*Passage to read*.

****************************************

Jim O'Rourke later entered my listening world when I got hooked on Andrew Chalk and Christoph Heemann's work together as Mirror, where he contributed here and there. I had not noticed in the years between that he was basically in every issue of The Wire magazine and was as close to a pop star as one could get in the experimental music scene.

And in 2019 we find Mr. O'Rourke at a creative peak with a new 4 CD set released by the French label Sonoris which over the years has issued out great release after great release including box sets of Kevin Drumm and steve roden.

The first disc in the set is perhaps one of the best things I have heard from Mr. O'Rourke. Beautifully abstracted music consisting of slowly shifting and resonating sounds which are extremely dark in nature, and offer an overwhelming feeling that can be described as being similar to the music and ambiance of a Tarkovsky film. The listener perceiving the disc is immersed in a world not unlike the driving section through Tokyo from Tarkovsky's Solaris (where I believe Mr. O'Rourke lives), or the hand motivated train in Stalker traversing the explorers into The Zone. Sound worlds crafted by Tarkovsky, Bach and Eduard Artemiev - filtered, stretched, remembered and unremembered by a truly original artist. "Unremembered" in a way where the artist's own mind manipulates sounds from his/her past onto tape with fragments that are unconsciously inspirited by what one has absorbed over the years, where transformations have been made partially by the mechanics of ones own brain, an alembic filter of experience and influence. One finds oneself within this slowly drifting world where melodies that would take a second to experience are shifted into many minutes, disrupted by extremes of sound like clamors and glitches, or scratches and blatant melodies. So perfectly moving throughout your headphones or the speakers within your physical space, shifting ones perception from here to there and back again. An ideal world the inspired listener finds oneself in, a place you would never leave if that where actually possible.

****************************************

*Records to process*.
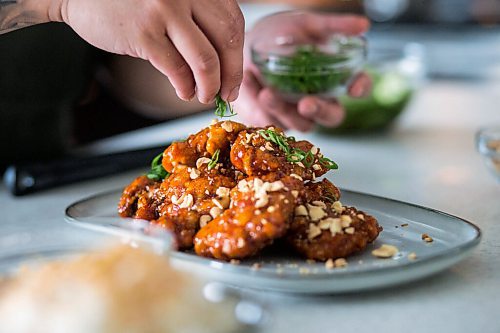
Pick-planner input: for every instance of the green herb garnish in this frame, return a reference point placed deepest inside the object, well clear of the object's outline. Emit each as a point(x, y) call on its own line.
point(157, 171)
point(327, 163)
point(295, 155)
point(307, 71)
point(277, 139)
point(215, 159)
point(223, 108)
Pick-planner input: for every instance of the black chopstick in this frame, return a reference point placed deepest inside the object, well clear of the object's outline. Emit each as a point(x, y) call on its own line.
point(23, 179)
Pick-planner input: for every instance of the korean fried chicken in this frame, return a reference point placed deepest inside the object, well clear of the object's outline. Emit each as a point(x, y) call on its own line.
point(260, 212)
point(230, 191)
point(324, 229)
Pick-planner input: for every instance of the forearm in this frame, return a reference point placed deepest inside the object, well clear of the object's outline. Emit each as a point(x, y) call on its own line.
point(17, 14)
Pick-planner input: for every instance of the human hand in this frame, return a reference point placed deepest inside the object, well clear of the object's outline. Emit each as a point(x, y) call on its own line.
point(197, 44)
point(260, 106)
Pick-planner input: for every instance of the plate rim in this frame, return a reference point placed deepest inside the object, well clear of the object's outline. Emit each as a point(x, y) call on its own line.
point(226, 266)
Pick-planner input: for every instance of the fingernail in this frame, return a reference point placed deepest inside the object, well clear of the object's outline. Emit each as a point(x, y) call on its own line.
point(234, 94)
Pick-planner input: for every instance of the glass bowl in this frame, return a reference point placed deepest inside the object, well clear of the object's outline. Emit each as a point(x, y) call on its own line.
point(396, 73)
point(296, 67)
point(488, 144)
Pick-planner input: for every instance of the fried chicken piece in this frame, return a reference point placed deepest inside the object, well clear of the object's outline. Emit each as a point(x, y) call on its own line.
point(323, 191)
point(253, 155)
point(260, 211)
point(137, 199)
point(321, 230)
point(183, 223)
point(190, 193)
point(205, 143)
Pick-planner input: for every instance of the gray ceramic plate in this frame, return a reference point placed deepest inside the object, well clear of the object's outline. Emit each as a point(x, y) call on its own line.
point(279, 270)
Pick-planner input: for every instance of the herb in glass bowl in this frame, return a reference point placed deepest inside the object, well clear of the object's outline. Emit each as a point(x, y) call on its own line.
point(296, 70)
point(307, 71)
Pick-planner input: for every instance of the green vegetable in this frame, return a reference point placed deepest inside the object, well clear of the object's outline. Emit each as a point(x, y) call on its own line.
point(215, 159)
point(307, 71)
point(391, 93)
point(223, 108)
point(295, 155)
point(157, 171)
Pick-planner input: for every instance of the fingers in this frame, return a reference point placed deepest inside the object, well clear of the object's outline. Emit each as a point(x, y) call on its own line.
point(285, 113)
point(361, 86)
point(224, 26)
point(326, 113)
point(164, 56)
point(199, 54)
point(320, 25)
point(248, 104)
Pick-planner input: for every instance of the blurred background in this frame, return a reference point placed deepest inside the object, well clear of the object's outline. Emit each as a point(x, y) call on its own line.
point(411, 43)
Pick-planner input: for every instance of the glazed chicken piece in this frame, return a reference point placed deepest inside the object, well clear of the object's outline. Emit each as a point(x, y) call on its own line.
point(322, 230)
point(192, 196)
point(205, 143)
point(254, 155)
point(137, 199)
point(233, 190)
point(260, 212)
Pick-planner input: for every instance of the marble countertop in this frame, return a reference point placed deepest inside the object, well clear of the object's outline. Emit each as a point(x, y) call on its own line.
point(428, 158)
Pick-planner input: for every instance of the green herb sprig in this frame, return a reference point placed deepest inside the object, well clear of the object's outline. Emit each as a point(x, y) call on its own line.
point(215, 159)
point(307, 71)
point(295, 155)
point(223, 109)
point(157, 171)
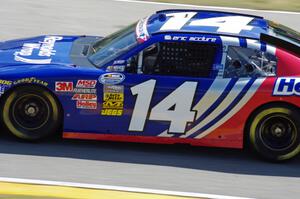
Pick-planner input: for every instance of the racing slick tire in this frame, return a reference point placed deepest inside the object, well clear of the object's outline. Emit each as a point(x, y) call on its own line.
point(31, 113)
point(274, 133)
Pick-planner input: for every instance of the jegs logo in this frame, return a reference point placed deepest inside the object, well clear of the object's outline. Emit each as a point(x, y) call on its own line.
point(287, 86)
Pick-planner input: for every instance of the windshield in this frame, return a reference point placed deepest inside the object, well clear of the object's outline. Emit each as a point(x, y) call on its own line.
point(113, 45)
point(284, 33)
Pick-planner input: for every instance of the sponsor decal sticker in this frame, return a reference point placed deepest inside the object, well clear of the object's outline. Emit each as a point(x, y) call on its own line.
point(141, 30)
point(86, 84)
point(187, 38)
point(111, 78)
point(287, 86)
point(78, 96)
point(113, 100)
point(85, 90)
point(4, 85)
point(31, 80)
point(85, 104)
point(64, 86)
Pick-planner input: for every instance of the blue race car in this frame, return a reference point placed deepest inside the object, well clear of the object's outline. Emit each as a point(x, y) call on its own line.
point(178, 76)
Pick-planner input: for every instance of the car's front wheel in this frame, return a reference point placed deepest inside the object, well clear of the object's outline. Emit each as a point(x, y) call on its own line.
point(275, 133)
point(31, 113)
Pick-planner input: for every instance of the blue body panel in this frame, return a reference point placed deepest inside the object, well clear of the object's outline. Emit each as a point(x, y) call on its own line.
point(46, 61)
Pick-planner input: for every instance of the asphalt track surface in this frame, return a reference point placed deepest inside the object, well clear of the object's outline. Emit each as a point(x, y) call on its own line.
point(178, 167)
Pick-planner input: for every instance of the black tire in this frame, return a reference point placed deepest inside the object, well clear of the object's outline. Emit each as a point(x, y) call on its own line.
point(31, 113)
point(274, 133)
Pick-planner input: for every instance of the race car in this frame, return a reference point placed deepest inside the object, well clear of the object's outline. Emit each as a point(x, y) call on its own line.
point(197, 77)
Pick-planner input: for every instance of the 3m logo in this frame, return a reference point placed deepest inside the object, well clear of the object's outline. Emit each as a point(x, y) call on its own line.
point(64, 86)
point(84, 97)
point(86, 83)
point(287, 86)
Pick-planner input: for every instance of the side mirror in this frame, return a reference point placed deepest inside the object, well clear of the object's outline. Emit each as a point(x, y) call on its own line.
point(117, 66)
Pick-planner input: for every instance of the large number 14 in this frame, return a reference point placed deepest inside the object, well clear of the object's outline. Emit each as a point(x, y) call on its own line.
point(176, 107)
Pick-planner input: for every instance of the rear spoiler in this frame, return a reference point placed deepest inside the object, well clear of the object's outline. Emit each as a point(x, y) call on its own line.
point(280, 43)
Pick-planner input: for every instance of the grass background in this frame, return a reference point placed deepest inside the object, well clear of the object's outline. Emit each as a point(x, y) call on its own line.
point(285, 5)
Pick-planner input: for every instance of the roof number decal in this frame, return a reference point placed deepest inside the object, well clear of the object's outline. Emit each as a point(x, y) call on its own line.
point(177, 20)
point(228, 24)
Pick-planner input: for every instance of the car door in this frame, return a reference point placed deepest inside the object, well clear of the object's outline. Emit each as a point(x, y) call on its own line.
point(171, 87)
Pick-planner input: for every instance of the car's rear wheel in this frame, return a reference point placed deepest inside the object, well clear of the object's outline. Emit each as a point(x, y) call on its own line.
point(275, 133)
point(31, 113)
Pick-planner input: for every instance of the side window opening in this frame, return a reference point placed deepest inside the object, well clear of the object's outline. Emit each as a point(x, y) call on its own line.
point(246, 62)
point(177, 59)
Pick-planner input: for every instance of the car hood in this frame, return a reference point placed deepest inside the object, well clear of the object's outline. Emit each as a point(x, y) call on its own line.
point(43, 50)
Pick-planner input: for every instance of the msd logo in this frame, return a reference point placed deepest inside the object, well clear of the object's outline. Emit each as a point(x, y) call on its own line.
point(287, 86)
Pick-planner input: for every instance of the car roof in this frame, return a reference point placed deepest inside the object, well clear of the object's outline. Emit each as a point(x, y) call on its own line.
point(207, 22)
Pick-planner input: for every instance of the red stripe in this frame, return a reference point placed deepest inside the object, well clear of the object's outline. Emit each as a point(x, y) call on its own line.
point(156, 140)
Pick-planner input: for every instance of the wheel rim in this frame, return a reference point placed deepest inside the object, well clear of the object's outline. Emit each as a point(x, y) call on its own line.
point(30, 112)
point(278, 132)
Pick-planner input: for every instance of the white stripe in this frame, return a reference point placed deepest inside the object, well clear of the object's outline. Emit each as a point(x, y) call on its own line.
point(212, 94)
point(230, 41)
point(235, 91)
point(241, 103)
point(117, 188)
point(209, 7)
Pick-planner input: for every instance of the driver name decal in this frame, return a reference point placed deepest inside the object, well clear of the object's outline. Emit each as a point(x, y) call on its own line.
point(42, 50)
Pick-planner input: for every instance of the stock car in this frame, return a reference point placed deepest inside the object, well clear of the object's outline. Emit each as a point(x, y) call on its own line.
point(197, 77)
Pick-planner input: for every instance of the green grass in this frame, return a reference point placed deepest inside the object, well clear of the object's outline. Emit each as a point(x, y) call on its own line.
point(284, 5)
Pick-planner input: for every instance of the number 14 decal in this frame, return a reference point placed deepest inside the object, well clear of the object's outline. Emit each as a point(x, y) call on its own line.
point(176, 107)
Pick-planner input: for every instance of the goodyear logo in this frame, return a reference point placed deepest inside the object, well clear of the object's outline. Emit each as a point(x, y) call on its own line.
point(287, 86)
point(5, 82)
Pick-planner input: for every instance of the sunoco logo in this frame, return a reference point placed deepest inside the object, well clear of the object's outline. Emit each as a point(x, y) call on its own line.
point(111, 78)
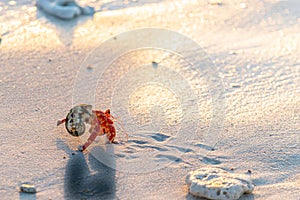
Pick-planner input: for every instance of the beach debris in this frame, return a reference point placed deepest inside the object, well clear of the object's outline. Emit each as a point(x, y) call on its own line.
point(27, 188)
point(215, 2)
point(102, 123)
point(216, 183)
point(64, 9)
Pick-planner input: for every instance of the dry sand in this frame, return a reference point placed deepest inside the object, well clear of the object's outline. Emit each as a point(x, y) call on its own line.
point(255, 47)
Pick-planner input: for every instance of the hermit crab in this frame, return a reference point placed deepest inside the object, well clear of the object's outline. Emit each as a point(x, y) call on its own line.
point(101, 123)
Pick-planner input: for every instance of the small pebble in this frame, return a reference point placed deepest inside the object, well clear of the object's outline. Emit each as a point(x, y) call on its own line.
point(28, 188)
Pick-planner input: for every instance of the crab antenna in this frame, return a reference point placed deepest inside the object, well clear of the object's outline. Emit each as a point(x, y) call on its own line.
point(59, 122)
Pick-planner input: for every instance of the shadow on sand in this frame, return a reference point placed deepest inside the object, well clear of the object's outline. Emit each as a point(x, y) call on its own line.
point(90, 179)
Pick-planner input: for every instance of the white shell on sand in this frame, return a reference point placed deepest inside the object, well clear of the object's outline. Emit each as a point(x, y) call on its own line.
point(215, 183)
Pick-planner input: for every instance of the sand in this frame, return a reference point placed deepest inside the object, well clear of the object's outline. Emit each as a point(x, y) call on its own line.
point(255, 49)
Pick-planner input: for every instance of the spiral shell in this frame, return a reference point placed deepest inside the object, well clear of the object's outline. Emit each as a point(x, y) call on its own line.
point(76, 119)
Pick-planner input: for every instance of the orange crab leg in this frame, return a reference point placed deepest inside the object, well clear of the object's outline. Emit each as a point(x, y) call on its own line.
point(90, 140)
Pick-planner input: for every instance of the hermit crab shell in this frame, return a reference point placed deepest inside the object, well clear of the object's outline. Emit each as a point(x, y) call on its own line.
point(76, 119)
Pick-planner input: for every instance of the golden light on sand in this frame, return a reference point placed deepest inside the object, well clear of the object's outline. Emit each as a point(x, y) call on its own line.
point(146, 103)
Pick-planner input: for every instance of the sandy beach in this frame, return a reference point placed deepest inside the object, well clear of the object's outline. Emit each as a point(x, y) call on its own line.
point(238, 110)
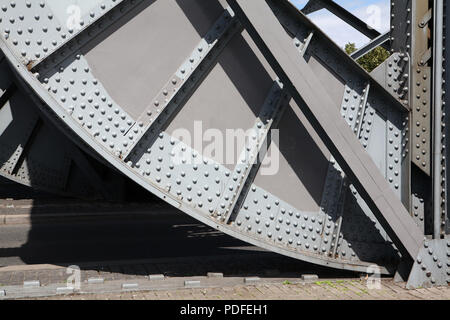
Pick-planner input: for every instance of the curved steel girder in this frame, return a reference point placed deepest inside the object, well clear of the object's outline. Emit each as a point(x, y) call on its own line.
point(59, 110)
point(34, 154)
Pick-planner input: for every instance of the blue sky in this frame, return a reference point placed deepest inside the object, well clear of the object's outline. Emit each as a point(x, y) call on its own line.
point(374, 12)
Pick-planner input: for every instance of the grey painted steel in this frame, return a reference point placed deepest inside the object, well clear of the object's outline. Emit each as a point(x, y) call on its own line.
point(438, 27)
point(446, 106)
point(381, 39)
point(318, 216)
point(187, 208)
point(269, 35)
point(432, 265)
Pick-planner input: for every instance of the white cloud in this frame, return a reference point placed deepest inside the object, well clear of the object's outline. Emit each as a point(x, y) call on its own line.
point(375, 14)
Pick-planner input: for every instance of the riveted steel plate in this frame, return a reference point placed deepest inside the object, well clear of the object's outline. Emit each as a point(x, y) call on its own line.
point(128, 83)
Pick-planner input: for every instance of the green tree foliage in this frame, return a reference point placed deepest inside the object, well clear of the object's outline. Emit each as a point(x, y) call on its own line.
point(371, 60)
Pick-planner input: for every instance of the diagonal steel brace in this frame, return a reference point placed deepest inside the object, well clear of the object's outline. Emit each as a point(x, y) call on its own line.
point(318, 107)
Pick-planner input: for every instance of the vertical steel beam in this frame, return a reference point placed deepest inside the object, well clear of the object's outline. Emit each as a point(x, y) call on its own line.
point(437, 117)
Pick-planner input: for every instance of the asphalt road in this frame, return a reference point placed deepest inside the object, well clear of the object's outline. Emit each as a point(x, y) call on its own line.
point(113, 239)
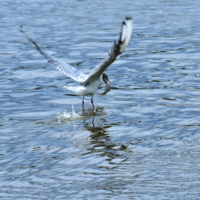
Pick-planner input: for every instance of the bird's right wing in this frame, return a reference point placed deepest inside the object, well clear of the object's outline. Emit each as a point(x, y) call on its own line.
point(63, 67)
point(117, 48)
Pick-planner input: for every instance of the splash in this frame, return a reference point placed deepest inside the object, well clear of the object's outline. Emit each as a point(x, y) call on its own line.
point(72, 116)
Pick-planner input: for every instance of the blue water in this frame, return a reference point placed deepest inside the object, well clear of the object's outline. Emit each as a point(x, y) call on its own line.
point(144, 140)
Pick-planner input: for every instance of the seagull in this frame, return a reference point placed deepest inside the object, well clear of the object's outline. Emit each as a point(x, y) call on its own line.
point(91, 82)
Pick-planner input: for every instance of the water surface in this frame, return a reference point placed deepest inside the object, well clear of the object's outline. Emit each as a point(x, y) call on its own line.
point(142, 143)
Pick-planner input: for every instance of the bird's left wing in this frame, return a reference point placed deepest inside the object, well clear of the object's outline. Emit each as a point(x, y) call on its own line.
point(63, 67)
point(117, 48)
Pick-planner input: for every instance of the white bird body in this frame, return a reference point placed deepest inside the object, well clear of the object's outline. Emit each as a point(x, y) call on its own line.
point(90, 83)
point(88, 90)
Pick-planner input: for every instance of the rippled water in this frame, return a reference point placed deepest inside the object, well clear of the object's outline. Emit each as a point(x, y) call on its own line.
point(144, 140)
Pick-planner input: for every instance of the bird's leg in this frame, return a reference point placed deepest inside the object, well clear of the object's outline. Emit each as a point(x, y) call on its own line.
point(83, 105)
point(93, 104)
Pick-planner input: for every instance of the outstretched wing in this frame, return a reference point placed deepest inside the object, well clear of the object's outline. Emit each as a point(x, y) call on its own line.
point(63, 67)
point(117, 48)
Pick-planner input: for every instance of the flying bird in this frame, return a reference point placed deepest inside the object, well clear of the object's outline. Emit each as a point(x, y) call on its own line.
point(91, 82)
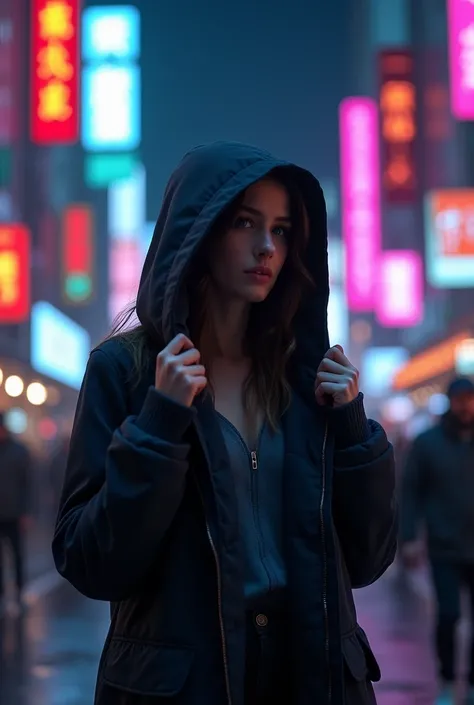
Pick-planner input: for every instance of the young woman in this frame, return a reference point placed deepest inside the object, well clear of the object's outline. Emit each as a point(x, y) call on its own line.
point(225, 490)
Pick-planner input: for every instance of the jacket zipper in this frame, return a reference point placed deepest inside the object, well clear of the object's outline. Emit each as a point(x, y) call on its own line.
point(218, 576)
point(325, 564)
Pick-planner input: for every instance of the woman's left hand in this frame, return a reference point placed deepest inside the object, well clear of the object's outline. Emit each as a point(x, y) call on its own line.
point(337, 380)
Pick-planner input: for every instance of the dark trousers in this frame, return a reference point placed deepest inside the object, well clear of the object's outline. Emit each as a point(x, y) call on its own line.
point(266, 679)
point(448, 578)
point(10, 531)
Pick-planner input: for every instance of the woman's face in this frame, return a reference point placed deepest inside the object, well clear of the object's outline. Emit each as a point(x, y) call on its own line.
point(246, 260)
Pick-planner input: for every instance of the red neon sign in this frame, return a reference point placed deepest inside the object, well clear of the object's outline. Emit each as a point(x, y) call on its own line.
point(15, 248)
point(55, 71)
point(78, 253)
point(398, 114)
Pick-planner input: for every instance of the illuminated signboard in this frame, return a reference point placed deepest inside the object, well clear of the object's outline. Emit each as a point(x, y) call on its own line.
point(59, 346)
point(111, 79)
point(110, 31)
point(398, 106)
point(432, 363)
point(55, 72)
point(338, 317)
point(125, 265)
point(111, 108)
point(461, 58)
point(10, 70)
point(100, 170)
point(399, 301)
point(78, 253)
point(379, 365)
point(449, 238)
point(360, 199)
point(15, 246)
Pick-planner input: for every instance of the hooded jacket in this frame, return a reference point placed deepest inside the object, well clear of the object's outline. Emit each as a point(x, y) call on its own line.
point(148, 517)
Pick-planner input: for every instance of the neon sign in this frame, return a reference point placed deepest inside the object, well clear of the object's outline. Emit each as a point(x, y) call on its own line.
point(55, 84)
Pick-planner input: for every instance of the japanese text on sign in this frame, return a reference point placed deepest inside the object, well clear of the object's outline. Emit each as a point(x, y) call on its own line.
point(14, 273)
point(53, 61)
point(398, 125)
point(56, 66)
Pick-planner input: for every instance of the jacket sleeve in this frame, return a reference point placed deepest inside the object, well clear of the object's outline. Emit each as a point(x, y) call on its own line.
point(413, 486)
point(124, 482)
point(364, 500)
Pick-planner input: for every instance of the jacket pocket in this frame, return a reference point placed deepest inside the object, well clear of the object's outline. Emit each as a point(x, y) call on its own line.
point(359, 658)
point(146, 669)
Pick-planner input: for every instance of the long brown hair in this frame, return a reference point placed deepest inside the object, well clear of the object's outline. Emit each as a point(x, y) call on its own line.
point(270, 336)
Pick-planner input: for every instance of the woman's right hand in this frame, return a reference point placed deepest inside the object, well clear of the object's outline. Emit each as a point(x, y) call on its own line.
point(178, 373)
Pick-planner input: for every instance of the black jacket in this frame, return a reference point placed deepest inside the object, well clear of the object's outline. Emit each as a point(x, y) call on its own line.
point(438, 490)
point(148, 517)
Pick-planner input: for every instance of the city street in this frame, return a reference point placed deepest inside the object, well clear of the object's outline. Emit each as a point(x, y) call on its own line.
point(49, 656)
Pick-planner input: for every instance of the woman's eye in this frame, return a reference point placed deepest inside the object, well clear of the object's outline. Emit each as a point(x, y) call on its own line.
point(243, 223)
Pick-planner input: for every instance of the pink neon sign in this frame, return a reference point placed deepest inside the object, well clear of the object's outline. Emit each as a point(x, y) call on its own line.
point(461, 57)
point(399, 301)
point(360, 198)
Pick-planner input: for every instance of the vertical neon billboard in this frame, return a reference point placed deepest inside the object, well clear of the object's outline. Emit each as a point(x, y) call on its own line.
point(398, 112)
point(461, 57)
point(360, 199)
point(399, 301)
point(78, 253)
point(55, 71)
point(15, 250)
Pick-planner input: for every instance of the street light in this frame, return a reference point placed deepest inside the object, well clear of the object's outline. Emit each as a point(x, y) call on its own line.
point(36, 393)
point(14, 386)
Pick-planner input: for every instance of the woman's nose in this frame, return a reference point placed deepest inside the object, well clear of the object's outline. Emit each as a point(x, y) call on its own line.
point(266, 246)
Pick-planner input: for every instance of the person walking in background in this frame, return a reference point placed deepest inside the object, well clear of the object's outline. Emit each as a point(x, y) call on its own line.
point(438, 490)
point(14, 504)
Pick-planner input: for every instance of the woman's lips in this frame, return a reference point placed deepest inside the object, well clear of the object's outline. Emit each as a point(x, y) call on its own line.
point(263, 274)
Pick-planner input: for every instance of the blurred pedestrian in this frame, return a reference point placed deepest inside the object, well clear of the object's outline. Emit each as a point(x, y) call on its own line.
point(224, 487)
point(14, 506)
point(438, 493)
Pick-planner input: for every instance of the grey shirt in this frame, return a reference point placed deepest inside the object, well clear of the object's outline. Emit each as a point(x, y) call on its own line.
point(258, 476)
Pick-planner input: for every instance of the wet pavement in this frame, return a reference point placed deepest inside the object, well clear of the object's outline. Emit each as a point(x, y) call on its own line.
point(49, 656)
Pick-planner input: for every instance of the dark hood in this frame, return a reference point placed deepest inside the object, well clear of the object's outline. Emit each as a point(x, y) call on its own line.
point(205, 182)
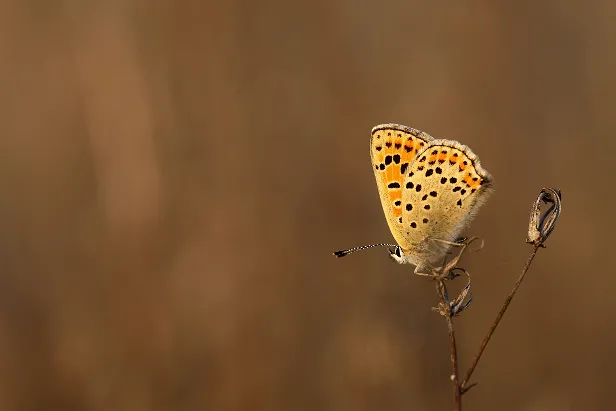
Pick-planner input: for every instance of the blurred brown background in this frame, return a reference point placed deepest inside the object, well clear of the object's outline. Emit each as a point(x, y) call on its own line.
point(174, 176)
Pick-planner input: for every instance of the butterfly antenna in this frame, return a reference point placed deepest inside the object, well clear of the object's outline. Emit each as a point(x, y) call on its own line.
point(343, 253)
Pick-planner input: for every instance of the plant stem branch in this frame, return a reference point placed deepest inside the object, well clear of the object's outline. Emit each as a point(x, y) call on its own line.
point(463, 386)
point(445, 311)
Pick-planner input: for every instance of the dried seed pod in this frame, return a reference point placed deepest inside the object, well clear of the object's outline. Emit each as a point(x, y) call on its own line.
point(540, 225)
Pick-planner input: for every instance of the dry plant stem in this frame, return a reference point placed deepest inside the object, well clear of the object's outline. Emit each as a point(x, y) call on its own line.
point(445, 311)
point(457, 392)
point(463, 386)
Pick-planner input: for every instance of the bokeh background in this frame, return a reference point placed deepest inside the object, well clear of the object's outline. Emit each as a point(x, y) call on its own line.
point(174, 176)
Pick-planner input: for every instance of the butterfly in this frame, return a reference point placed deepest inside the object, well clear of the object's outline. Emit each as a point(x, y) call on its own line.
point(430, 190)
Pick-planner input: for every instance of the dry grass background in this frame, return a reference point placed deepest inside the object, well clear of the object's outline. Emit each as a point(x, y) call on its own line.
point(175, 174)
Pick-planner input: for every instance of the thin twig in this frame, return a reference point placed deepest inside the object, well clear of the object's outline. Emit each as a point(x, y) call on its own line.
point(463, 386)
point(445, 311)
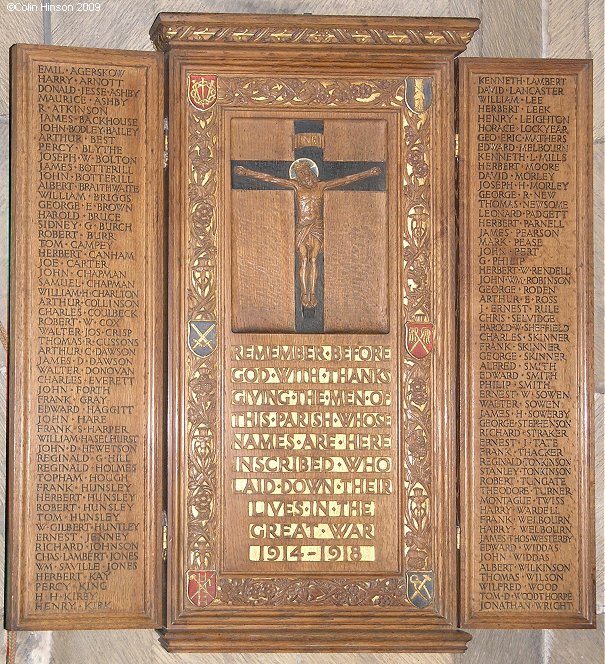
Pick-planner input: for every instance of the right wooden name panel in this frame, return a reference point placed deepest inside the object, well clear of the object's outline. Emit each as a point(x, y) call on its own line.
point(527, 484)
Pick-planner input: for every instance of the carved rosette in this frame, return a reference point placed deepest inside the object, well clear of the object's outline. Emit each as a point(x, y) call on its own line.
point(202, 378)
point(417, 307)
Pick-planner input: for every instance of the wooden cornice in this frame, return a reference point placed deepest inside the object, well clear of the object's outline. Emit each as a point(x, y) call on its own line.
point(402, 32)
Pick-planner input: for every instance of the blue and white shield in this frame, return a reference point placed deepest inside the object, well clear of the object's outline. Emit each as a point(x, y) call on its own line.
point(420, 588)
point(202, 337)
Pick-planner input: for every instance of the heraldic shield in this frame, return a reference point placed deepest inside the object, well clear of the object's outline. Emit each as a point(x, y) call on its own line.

****************************************

*Tasks for this exercise*.
(A) Can you copy out everything in the music review from "Jim O'Rourke later" down to "experimental music scene.", word for word?
(B) Can you duplicate the listing exactly, everything from its start down to the line containing "point(23, 179)", with both ends included and the pictures left out?

*Responses by task*.
(A)
Jim O'Rourke later entered my listening world when I got hooked on Andrew Chalk and Christoph Heemann's work together as Mirror, where he contributed here and there. I had not noticed in the years between that he was basically in every issue of The Wire magazine and was as close to a pop star as one could get in the experimental music scene.

(B)
Pick-planner input: for every instance of the green herb garnish in this frame, return a reference point placed deepest inside the object, well clear of the object's outline. Emit each as a point(x, y) call on its own line.
point(157, 171)
point(327, 163)
point(295, 155)
point(307, 71)
point(277, 139)
point(215, 159)
point(223, 108)
Pick-planner input: for every instance of the black chopstick in this frame, return a reference point placed deepest inside the object, well clear of the object's outline. Emit each as a point(x, y) call on its own line.
point(23, 179)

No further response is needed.